Михаил Андреевич Осоргин (1878 — 1942) — выдающийся писатель русского зарубежья, уроженец Перми, остававшийся и на чужбине горячим патриотом Пермского края. Имя опального писателя долгие годы было предано забвению на Родине. Возвращение его литературного наследия домой началось 16 лет назад. Осоргин был не только прекрасным беллетристом, публицистом, эссеистом, переводчиком, но еще и страстным библиофилом.

«Заметки старого книгоеда» стала первой осоргинской книгой, увидевшей свет в России в 1989 году. Подготовил ее к печати известный литературовед и библиофил О.Г. Ласунский, который «открыл» россиянам этого замечательного писателя. Хотя эта книга и вышла тиражом 25 тысяч, сегодня она стала редким раритетом. Но и в этот сборник вошли далеко не все библиофильские работы писателя.

Еще при жизни Осоргина его «Заметки старого книгоеда» на Западе были очень популярны как интереснейшие библиофильские этюды, которые публиковались регулярно с 1928 по 1934 гг. в парижской газете «Последние новости». Как отмечает О.Г. Ласунский, «Заметки…» были любимым детищем Михаила Осоргина [3; 19]. Из этой книги мы узнаем о читательских впечатлениях писателя, о том, какое место занимала книга в его духовной жизни. Мы видим, какой это был прекрасный знаток русской книги, как старинной, так и современной. И он очень
много сделал для ее популяризации на Западе.

В «Заметках старого книгоеда» заключен, кроме того, бесценный опыт культуры общения с книгой, такое ее понимание, которое порой переходит в сотворчество. Читать М.А. Осоргин любил не меньше, чем писать. Чтение занимало огромное место в его жизни не только потому, что он был писателем, но и потому, что был русским интеллигентом. «Книголюб с малолетства» — говорит он о себе в одном из очерков.

▸ **Строки**:
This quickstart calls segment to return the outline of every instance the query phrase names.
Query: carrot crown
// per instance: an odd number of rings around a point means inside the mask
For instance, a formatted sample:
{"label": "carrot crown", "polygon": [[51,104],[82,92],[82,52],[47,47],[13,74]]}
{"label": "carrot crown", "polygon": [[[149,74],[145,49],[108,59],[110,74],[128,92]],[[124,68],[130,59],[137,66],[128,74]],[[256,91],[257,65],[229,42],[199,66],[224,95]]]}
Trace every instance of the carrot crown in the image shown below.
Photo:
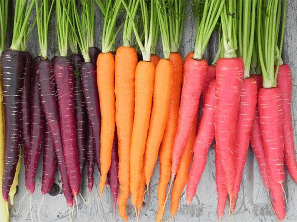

▸ **Опираясь на текст**:
a) Воспроизведите дословно фрагмент текста об Осоргине, начиная со слов «Михаил Андреевич Осоргин» и продолжая до слов «и страстным библиофилом.».
b) Назовите все занятия Осоргина, перечисленные в тексте об Осоргине в предложении, которое начинается словами «Осоргин был не только».
c) Допишите следующую часть текста об Осоргине, продолжив его после последнего приведенного предложения.
Строки здесь не используются.

▸ **Ответы по заданиям**:
a)
Михаил Андреевич Осоргин (1878 — 1942) — выдающийся писатель русского зарубежья, уроженец Перми, остававшийся и на чужбине горячим патриотом Пермского края. Имя опального писателя долгие годы было предано забвению на Родине. Возвращение его литературного наследия домой началось 16 лет назад. Осоргин был не только прекрасным беллетристом, публицистом, эссеистом, переводчиком, но еще и страстным библиофилом.

b) беллетрист, публицист, эссеист, переводчик, библиофил

c)
В семье любили литературу, позднее, будучи уже гимназистом он становится поклонником классической литературы. Вместе с однокашниками вслух читались «неизвестное и зловредное»: Достоевский, Толстой и прочее [2; 164]. Юный Михаил с восторгом открывает для себя Пушкина.

Но переворот в душе произвел Аксаков. Позднее, когда Осоргин стал учиться в Московском университете, интерес к книге укрепился и перерос в увлечение литературным творчеством. После октября 1917 г. он принимает активное участие в культурной и общественной жизни республики Советов. Стал первым председателем Союза журналистов России, вице-председателем Союза писателей России.

В 1918 г. Михаил Андреевич вместе с рядом видных писателей и ученых учреждает на кооперативных началах в Москве Книжную лавку писателей, которая просуществовала до 1921 г. Литераторы, а среди них были, например, философ Н.А. Бердяев, писатель Б.К. Зайцев, сами стояли за прилавком, сами находили и скупали продававшиеся оптом библиотеки, спасали книги из брошенных хозяевами или разоренных домов. Лавка делала большое культурное дело. Она снабжала литературой рабочие клубы, школы, открывшиеся в провинции университеты.

Знания и опыт, полученные в лавке, Михаил Андреевич впоследствии использовал в своем творчестве. Уже тогда у него возникло убеждение, что старая и редкая книга — всегда «личность», «индивидуальность», достойная особого почтения.

Человек независимых убеждений, в 1922 году вместе с большой группой московской творческой и научной интеллигенции он был отправлен на знаменитом «философском пароходе» в заграничную ссылку сроком на три года. Но как оказалось, навсегда. С осени 1923 года М.А. Осоргин обосновался в Париже, духовном центре русского зарубежья. Здесь расцвел его замечательный талант прозаика, появились романы, повести, рассказы, очерки, эссе — в любом
из этих жанров он оставался самобытным литератором, не похожим на остальных.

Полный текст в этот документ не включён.